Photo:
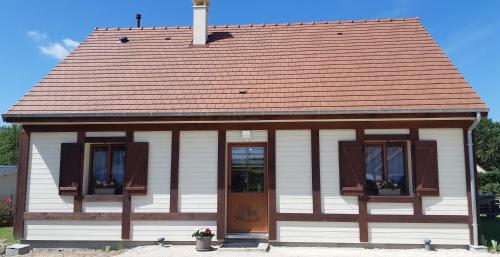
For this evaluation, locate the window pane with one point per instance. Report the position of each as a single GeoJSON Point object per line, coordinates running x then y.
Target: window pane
{"type": "Point", "coordinates": [374, 164]}
{"type": "Point", "coordinates": [100, 167]}
{"type": "Point", "coordinates": [118, 168]}
{"type": "Point", "coordinates": [395, 164]}
{"type": "Point", "coordinates": [247, 169]}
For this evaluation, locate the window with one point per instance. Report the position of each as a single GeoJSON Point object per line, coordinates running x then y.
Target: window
{"type": "Point", "coordinates": [386, 168]}
{"type": "Point", "coordinates": [107, 169]}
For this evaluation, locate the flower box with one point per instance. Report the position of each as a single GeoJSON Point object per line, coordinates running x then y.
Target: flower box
{"type": "Point", "coordinates": [104, 191]}
{"type": "Point", "coordinates": [389, 191]}
{"type": "Point", "coordinates": [203, 239]}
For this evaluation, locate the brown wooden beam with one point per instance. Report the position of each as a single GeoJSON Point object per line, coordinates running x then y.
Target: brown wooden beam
{"type": "Point", "coordinates": [418, 219]}
{"type": "Point", "coordinates": [363, 218]}
{"type": "Point", "coordinates": [77, 203]}
{"type": "Point", "coordinates": [317, 217]}
{"type": "Point", "coordinates": [316, 177]}
{"type": "Point", "coordinates": [127, 199]}
{"type": "Point", "coordinates": [71, 216]}
{"type": "Point", "coordinates": [221, 185]}
{"type": "Point", "coordinates": [174, 216]}
{"type": "Point", "coordinates": [256, 126]}
{"type": "Point", "coordinates": [397, 137]}
{"type": "Point", "coordinates": [417, 200]}
{"type": "Point", "coordinates": [21, 184]}
{"type": "Point", "coordinates": [271, 175]}
{"type": "Point", "coordinates": [106, 139]}
{"type": "Point", "coordinates": [174, 172]}
{"type": "Point", "coordinates": [243, 117]}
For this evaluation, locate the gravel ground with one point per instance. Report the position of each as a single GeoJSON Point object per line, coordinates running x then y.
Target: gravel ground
{"type": "Point", "coordinates": [188, 251]}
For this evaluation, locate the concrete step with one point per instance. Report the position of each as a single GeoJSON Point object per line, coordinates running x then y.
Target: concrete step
{"type": "Point", "coordinates": [245, 246]}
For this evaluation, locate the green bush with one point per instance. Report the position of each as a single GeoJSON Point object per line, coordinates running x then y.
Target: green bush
{"type": "Point", "coordinates": [489, 182]}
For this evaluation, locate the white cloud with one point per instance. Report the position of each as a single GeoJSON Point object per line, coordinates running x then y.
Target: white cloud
{"type": "Point", "coordinates": [58, 50]}
{"type": "Point", "coordinates": [70, 43]}
{"type": "Point", "coordinates": [37, 36]}
{"type": "Point", "coordinates": [55, 50]}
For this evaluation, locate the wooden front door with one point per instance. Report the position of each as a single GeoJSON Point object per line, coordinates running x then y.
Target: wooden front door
{"type": "Point", "coordinates": [247, 188]}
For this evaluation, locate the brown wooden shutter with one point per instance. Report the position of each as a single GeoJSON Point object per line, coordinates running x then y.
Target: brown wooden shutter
{"type": "Point", "coordinates": [351, 166]}
{"type": "Point", "coordinates": [136, 168]}
{"type": "Point", "coordinates": [426, 168]}
{"type": "Point", "coordinates": [71, 168]}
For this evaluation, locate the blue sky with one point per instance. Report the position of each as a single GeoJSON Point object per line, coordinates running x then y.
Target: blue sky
{"type": "Point", "coordinates": [36, 34]}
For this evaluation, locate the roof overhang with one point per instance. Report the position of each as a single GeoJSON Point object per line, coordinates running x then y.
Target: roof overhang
{"type": "Point", "coordinates": [238, 116]}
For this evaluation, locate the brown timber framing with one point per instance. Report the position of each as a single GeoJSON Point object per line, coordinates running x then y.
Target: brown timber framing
{"type": "Point", "coordinates": [78, 199]}
{"type": "Point", "coordinates": [417, 199]}
{"type": "Point", "coordinates": [271, 178]}
{"type": "Point", "coordinates": [174, 172]}
{"type": "Point", "coordinates": [315, 165]}
{"type": "Point", "coordinates": [221, 184]}
{"type": "Point", "coordinates": [22, 180]}
{"type": "Point", "coordinates": [127, 199]}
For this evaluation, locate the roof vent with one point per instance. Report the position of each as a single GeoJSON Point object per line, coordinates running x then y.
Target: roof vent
{"type": "Point", "coordinates": [123, 39]}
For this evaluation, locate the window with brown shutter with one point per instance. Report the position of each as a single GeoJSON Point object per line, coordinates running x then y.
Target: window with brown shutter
{"type": "Point", "coordinates": [426, 168]}
{"type": "Point", "coordinates": [351, 166]}
{"type": "Point", "coordinates": [71, 168]}
{"type": "Point", "coordinates": [136, 171]}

_ _ _ _ _ _ _

> TASK BRIEF
Please give the lines from the one containing "For this evaluation, locate the window with brown" through the end of the records as a numbered list, leaving out any blank lines.

> ANSWER IN FULL
1. For this evaluation, locate the window with brown shutter with one point per instance. Report the position of each as a single GeoJSON Point object per line, coordinates running x then y.
2. Target: window with brown shutter
3. {"type": "Point", "coordinates": [426, 168]}
4. {"type": "Point", "coordinates": [351, 166]}
5. {"type": "Point", "coordinates": [71, 168]}
6. {"type": "Point", "coordinates": [136, 171]}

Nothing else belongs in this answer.